→ **To-do list**
**A)** Summarize the article on the contest between Baoneng Group and China Vanke in two sentences.
**B)** Reproduce the records from the line with "Outline every instance of the wooden" to the line with "43 126 L 43", including both of those lines.

→ **Selected passage**
★ ★ ★ ★
The truce is over. Last week a privately held insurance group bought additional shares in one of China’s largest property developers after a six-month hiatus, setting the stage for a final showdown that is ostensibly a simple morality tale about shareholder rights.
Baoneng Group started buying shares and battling the leadership of China Vanke last December. Its first approach provoked an angry reaction from Wang Shi, the residential developer’s founding chairman, who called the group a “barbarian” that would wreck Vanke’s corporate culture.
Now the fight has been rejoined. After a six-month suspension, Vanke’s Shenzhen-listed shares started trading again last Monday. Baoneng dove in and raised its stake from 24 to 25 per cent, touching a regulatory threshold. It will test whether there are limits to the ruling Communist party’s pledge to allow market forces a “decisive” role in the world’s second-largest economy. And Baoneng’s aggressive use of leverage is raising questions about the role the country’s credit bubble may be playing in an unprecedented Chinese corporate showdown.
★ ★ ★ ★
→ **Data in this exercise**
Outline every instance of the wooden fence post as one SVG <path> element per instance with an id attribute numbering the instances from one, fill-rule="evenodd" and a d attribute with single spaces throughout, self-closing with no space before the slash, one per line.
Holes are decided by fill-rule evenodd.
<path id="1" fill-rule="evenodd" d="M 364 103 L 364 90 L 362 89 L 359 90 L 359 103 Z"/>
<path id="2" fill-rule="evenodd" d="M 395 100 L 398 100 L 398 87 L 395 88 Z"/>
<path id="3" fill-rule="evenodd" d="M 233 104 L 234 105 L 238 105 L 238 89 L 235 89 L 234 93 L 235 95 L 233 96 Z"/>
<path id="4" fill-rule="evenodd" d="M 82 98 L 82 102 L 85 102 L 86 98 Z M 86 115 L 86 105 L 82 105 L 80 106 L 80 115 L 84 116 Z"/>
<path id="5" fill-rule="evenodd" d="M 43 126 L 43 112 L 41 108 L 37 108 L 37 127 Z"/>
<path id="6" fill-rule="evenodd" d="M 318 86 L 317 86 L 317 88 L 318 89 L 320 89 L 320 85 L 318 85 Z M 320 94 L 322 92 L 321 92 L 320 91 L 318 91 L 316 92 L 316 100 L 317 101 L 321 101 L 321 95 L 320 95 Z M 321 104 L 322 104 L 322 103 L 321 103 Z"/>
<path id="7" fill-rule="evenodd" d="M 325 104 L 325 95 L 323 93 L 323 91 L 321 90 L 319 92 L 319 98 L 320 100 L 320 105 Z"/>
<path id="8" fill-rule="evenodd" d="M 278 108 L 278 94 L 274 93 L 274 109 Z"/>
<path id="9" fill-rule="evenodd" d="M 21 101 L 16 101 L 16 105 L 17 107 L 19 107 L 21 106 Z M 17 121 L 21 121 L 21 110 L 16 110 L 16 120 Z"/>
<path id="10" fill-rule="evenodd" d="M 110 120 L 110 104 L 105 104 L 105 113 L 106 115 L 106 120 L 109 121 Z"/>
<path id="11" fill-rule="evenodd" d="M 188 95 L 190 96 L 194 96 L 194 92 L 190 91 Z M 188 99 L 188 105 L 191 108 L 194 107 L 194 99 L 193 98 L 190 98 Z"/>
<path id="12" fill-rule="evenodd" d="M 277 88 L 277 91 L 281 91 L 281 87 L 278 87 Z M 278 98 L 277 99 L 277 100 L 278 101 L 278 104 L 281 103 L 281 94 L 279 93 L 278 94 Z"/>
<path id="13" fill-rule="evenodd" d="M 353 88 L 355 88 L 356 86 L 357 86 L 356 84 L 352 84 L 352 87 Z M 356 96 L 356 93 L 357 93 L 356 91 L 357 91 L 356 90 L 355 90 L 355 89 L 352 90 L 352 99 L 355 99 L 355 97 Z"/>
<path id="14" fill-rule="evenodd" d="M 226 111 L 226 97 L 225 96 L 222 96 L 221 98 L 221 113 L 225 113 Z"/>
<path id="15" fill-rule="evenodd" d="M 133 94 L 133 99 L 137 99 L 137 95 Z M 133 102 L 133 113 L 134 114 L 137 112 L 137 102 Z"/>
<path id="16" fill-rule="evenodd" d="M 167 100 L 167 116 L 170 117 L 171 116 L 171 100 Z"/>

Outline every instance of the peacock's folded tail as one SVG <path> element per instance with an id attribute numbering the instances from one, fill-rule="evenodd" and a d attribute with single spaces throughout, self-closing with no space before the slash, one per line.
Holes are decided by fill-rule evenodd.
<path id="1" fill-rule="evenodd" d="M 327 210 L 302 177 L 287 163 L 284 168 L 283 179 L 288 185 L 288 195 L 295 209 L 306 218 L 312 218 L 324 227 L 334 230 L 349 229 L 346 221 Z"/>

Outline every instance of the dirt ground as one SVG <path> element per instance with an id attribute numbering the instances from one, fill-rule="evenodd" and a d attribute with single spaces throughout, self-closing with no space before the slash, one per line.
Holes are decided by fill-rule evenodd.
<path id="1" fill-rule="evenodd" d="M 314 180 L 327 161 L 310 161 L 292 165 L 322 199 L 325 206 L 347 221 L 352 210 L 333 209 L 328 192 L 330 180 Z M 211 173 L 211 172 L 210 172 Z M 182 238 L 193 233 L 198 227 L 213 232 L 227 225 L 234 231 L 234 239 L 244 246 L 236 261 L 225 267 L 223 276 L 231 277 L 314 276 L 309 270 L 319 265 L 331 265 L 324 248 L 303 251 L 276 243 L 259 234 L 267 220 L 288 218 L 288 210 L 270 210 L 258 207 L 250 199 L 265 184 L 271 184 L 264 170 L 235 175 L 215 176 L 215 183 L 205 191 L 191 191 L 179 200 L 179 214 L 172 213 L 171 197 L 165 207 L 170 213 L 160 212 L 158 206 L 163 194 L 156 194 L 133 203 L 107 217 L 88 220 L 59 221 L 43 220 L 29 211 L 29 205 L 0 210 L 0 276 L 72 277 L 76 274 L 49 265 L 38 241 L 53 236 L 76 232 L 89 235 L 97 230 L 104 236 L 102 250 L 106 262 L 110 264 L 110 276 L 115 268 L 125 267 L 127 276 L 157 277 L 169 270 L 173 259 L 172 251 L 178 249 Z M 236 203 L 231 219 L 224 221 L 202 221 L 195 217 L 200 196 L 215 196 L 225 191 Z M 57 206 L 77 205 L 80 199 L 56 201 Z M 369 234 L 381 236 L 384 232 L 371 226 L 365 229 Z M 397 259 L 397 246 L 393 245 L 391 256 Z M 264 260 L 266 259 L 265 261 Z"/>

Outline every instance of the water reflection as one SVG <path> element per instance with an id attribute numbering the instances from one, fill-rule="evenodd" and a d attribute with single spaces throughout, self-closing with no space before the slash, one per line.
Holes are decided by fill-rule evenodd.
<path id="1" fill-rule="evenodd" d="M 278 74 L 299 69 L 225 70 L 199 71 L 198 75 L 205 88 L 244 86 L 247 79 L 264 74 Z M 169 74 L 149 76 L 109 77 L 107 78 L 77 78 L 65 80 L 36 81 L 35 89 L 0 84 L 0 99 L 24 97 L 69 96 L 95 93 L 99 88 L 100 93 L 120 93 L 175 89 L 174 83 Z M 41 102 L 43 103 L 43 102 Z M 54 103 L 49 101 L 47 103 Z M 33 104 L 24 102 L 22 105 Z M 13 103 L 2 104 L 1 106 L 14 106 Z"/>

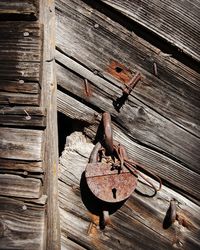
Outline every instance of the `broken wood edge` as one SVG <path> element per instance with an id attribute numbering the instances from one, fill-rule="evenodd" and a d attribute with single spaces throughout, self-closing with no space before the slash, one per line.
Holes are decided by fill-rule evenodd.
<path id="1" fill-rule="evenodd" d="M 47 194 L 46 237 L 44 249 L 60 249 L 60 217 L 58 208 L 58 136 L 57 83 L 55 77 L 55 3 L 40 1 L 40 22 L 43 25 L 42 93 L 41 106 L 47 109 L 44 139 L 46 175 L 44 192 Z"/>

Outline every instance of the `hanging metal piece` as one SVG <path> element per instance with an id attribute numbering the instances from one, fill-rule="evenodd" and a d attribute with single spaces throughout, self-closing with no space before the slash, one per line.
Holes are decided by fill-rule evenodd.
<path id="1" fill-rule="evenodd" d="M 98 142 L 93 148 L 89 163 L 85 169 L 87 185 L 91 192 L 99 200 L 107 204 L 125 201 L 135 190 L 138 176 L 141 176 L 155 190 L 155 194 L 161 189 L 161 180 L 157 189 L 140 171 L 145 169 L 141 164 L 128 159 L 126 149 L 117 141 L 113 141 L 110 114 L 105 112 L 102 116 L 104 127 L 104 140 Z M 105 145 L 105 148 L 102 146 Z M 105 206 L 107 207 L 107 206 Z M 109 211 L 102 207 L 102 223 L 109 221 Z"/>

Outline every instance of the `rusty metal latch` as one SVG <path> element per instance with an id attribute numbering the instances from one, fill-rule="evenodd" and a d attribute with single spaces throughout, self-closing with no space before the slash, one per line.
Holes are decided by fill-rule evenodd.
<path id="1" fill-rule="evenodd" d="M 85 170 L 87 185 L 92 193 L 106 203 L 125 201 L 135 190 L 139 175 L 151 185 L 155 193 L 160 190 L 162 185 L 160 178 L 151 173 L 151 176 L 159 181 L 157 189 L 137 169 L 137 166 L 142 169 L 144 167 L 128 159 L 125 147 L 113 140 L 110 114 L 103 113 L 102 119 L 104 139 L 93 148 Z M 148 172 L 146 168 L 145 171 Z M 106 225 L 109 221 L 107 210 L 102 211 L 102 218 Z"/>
★ ★ ★ ★
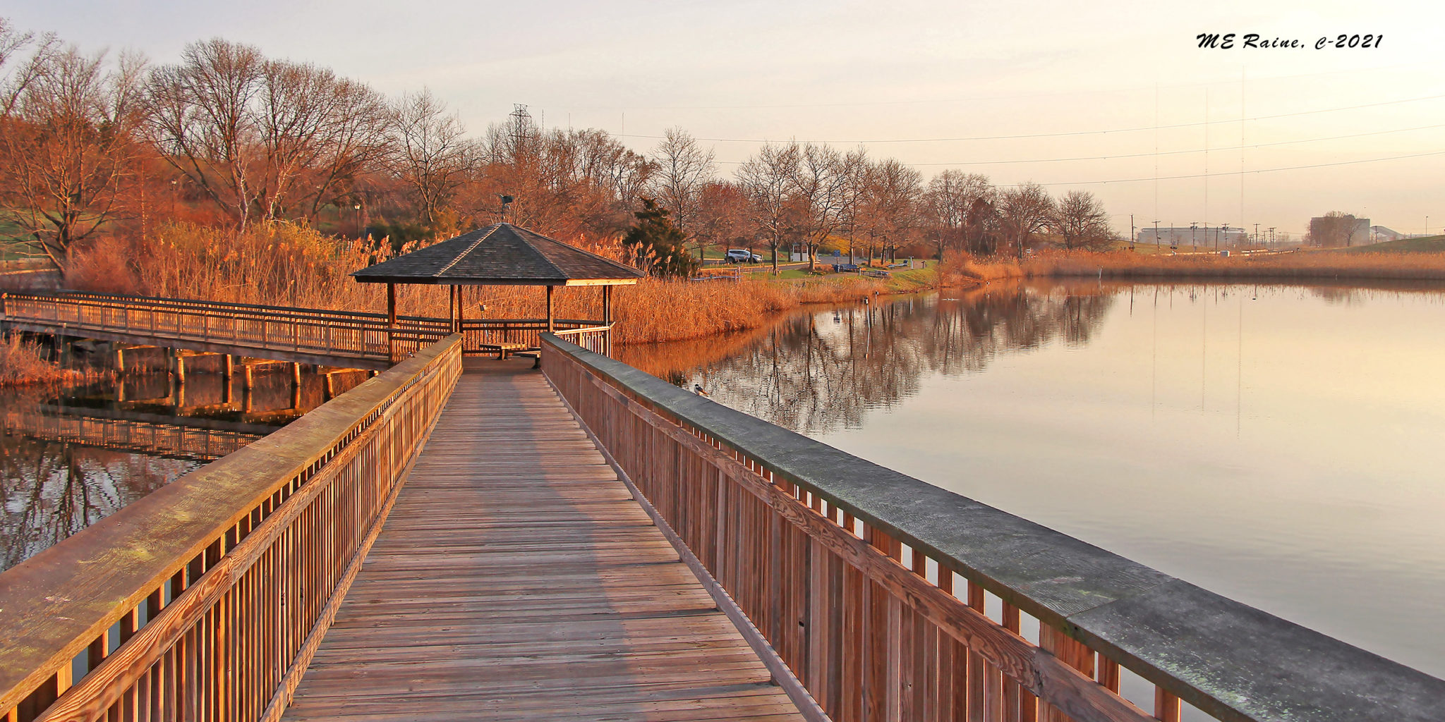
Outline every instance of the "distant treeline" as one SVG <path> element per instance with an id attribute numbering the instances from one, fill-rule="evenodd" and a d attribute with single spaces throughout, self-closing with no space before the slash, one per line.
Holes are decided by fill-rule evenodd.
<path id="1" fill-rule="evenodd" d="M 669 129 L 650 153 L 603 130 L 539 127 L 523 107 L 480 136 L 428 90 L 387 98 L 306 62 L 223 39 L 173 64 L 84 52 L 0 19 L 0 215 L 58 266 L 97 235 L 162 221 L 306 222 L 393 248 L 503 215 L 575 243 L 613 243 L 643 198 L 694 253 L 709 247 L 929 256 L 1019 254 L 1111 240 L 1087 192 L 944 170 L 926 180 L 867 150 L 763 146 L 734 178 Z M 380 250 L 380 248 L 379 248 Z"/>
★ ★ ★ ★
→ **Answers**
**A)** After a six-month hiatus, Baoneng Group has resumed buying shares in the residential developer China Vanke, raising its stake from 24 to 25 percent once Vanke's Shenzhen-listed shares started trading again, in a fight that began last December when founding chairman Wang Shi called the group a "barbarian." The contest will test whether there are limits to the Communist party's pledge to give market forces a "decisive" role, and Baoneng's aggressive use of leverage is raising questions about the role China's credit bubble may be playing.

**B)**
Outline every instance of the wooden fence post as one SVG <path> element per instance with an id attribute numbering the instances from one, fill-rule="evenodd" and a d attribute with single spaces throughout, self-closing with no space before the slash, one per line.
Holes are decided by fill-rule evenodd.
<path id="1" fill-rule="evenodd" d="M 364 103 L 364 90 L 362 89 L 359 90 L 359 103 Z"/>
<path id="2" fill-rule="evenodd" d="M 395 100 L 398 100 L 398 87 L 395 88 Z"/>
<path id="3" fill-rule="evenodd" d="M 233 104 L 234 105 L 238 105 L 238 89 L 235 89 L 234 93 L 235 95 L 233 96 Z"/>
<path id="4" fill-rule="evenodd" d="M 82 98 L 82 102 L 85 102 L 86 98 Z M 86 115 L 86 105 L 82 105 L 80 106 L 80 115 L 84 116 Z"/>
<path id="5" fill-rule="evenodd" d="M 43 126 L 43 112 L 41 108 L 37 108 L 37 127 Z"/>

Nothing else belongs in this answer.